Items taken from a data source:
--*--

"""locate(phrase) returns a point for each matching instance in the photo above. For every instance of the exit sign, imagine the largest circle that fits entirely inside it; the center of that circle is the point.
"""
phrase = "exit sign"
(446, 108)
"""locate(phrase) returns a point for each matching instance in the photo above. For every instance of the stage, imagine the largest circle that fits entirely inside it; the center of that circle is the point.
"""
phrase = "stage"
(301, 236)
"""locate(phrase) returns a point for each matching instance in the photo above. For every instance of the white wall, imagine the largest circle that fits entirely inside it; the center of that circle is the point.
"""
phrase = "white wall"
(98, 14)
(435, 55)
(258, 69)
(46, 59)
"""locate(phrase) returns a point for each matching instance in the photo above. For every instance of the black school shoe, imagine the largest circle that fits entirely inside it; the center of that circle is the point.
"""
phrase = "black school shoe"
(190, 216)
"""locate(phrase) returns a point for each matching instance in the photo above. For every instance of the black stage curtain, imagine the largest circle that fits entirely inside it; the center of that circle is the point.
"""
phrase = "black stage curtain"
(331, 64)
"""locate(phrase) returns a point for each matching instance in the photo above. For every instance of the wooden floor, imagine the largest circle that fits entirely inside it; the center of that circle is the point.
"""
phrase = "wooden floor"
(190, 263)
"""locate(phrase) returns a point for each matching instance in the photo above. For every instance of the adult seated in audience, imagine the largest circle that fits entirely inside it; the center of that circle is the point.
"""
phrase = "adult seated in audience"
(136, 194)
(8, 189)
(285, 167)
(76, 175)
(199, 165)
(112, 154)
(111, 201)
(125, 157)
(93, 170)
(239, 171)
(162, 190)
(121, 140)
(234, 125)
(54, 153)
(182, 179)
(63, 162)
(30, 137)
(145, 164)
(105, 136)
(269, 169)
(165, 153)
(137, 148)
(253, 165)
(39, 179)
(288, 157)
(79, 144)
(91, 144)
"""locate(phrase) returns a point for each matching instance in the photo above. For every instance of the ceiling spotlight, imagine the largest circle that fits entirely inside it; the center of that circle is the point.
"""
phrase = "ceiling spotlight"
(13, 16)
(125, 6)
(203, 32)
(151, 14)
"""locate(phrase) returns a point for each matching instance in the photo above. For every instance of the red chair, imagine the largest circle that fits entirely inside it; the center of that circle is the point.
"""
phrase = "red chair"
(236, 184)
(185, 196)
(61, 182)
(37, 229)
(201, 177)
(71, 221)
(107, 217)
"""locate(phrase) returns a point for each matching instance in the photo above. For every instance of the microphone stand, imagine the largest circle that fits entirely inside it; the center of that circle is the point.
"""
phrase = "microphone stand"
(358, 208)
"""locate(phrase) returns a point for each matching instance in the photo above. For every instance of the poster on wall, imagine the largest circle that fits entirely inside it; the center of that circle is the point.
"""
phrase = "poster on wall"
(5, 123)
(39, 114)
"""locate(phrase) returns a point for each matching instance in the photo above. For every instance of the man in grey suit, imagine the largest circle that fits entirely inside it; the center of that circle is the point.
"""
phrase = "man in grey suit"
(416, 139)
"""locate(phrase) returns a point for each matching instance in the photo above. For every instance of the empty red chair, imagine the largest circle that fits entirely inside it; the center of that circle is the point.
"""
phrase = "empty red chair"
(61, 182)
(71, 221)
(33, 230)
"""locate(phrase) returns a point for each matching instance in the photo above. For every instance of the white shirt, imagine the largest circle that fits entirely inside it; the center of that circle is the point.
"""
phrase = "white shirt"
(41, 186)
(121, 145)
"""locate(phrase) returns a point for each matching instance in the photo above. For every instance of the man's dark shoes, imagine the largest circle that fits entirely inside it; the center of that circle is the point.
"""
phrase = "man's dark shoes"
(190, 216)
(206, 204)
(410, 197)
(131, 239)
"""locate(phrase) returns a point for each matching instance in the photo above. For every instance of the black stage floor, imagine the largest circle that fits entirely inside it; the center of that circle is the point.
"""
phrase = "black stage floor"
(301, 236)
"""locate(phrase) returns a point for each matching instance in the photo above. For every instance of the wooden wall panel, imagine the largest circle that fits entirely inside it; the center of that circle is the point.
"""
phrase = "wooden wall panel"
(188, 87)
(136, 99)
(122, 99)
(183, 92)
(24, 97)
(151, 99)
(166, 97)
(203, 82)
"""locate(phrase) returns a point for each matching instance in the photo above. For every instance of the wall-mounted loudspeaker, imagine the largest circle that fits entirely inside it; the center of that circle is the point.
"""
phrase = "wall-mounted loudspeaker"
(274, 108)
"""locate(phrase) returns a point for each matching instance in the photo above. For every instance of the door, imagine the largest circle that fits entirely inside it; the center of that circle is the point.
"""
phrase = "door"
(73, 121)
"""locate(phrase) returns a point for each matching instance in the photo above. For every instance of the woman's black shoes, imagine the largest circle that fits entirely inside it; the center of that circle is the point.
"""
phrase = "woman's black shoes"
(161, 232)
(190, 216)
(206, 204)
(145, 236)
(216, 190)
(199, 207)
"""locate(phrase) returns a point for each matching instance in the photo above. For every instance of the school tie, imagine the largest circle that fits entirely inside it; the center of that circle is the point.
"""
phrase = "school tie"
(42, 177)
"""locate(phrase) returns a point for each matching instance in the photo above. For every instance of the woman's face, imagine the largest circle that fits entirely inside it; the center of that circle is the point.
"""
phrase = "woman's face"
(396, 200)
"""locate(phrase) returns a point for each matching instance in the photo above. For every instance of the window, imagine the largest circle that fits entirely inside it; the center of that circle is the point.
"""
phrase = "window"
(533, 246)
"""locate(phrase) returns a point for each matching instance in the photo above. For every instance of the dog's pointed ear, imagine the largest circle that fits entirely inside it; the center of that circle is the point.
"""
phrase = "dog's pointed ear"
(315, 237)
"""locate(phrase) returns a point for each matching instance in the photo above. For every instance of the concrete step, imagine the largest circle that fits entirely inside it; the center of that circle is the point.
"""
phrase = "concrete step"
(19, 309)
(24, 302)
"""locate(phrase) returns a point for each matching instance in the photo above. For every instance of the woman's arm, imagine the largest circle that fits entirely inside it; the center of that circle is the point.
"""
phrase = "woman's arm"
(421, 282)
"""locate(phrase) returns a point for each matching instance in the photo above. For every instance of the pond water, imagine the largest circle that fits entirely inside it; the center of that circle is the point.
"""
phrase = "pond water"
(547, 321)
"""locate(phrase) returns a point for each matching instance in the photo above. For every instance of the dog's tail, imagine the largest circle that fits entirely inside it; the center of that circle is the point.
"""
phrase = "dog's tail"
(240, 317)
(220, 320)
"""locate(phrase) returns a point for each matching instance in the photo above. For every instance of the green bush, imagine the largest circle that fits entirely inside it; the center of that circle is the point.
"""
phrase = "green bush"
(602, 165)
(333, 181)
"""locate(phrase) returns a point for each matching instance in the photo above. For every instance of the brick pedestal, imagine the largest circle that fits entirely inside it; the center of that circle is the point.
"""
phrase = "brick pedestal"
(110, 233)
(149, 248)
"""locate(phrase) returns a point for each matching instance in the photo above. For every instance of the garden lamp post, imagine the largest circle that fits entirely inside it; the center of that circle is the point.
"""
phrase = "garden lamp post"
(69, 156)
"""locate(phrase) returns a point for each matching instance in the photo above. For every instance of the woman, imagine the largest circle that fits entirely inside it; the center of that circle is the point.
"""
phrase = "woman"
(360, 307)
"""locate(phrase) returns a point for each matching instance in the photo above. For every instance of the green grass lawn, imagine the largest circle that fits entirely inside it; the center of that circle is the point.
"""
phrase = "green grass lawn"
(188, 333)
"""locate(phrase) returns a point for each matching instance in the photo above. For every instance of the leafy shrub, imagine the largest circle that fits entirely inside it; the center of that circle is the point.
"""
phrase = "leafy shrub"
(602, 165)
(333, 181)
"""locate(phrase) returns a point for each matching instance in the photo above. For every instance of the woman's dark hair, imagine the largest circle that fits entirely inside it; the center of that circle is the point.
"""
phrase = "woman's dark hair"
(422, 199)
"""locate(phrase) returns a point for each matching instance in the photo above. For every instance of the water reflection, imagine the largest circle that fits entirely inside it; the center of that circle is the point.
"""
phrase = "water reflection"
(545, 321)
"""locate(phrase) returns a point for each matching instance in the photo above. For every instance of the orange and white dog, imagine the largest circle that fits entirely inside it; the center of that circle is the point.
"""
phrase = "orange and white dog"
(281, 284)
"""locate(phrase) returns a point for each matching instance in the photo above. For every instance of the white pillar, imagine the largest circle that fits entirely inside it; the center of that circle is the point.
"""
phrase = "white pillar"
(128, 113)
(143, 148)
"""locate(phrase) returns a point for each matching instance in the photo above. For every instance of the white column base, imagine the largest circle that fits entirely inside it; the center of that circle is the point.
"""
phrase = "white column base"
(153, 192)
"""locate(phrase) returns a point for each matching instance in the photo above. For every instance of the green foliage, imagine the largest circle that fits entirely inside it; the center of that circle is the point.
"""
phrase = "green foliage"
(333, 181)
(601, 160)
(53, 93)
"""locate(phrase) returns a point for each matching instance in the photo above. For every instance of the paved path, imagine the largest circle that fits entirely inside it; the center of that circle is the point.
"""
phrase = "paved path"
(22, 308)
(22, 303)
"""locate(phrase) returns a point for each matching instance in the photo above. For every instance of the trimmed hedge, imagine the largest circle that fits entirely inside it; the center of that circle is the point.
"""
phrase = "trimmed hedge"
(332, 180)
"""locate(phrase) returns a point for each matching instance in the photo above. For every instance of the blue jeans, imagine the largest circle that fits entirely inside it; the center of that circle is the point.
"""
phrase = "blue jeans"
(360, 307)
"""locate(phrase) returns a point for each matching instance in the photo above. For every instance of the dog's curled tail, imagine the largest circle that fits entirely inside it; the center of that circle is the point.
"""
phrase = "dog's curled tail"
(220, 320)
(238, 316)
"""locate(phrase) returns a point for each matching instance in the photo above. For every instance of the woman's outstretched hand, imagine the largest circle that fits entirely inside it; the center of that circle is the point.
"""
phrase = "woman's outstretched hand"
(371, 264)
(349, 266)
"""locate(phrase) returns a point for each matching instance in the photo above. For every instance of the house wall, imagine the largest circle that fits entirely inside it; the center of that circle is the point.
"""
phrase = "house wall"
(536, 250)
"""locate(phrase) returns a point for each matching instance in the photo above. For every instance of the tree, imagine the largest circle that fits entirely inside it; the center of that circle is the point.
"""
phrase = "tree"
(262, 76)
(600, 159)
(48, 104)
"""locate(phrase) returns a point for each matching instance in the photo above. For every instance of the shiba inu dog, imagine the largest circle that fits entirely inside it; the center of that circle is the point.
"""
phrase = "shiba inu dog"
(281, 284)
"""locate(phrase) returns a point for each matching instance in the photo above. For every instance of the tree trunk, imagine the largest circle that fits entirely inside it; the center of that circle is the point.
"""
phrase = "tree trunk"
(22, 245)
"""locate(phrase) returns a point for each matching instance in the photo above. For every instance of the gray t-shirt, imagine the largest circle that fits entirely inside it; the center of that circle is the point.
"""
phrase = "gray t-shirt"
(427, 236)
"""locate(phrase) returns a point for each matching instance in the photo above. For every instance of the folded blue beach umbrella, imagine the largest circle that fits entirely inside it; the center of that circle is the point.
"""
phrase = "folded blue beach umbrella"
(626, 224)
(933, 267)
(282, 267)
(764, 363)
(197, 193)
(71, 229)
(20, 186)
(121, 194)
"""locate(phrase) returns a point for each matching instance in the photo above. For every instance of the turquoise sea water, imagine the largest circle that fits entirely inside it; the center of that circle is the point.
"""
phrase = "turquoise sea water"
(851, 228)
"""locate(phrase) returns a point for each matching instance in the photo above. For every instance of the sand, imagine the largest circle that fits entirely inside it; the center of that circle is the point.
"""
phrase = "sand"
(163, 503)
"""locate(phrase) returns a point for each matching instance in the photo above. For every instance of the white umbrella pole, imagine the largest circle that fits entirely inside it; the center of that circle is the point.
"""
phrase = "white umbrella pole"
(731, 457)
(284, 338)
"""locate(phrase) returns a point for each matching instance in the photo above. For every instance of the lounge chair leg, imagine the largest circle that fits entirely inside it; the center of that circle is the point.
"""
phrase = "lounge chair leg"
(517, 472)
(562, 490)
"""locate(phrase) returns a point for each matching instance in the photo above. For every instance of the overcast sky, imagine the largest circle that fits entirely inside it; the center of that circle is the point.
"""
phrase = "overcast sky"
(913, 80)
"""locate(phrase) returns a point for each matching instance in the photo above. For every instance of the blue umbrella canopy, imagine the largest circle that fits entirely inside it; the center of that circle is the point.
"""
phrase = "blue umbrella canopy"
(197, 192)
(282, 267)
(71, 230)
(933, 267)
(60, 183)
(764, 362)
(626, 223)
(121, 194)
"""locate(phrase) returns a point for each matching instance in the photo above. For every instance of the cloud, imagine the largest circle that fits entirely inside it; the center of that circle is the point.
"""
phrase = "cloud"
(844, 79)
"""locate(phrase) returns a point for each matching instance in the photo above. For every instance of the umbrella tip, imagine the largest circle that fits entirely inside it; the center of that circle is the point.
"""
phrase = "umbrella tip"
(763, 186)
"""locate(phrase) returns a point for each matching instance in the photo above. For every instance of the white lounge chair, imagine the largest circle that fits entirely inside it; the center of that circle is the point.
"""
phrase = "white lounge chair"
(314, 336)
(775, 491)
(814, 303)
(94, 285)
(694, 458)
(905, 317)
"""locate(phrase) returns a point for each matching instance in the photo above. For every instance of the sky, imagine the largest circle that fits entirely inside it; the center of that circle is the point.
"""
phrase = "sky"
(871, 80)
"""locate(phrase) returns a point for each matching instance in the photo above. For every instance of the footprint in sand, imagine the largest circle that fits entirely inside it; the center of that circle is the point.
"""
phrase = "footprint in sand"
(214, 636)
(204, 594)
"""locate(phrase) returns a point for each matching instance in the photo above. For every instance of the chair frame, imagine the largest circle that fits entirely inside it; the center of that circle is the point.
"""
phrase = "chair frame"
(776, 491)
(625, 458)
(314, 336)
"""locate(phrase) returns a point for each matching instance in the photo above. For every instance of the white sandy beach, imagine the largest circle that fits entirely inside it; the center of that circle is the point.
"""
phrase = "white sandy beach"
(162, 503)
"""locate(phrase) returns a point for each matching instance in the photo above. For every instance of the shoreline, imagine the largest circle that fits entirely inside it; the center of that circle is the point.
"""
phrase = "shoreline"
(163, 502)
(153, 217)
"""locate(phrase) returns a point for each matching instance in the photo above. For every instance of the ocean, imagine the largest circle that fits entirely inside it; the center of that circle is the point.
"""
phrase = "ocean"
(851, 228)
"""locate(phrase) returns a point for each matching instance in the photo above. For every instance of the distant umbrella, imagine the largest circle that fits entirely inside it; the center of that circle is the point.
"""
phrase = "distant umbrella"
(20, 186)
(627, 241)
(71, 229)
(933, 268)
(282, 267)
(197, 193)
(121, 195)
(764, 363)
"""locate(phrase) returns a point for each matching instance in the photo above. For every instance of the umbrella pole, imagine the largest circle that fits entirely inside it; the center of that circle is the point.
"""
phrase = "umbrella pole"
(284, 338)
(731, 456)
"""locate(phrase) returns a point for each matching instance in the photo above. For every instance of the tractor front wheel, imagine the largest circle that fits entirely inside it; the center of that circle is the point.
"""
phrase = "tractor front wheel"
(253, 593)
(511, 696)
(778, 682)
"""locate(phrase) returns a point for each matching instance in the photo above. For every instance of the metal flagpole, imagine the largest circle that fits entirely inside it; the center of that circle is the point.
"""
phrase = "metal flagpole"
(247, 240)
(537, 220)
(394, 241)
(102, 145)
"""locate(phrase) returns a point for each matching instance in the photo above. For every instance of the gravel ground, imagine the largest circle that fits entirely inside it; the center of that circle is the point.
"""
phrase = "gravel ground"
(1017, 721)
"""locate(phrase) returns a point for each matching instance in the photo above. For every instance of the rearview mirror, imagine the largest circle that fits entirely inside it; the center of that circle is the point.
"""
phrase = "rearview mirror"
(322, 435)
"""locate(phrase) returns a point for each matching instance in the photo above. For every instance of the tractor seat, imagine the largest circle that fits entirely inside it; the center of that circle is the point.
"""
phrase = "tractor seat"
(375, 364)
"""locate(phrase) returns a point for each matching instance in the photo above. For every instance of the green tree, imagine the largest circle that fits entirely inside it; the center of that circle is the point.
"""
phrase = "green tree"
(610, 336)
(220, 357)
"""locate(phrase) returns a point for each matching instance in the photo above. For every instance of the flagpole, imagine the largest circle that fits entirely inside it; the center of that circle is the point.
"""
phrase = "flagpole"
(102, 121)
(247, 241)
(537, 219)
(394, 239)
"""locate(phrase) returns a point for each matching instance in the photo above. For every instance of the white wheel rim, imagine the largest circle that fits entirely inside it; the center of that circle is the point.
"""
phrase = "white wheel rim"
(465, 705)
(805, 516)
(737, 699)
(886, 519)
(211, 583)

--*--

EXERCISE TASK - Render the rows as a JSON list of strings, with one string per line and blank lines left out. Begin at the line that contains "the white wheel" and stop after the final line of the rows.

EXERCISE OUTPUT -
[
  "\"\"\"locate(phrase) returns a point for each matching instance in the photo above. For every instance of the white wheel rim, imagine the largest circle that fits entirely inside it; the center of that circle is the point.",
  "\"\"\"",
  "phrase = \"white wheel rim\"",
  "(465, 705)",
  "(805, 516)",
  "(737, 699)",
  "(886, 519)",
  "(211, 583)"
]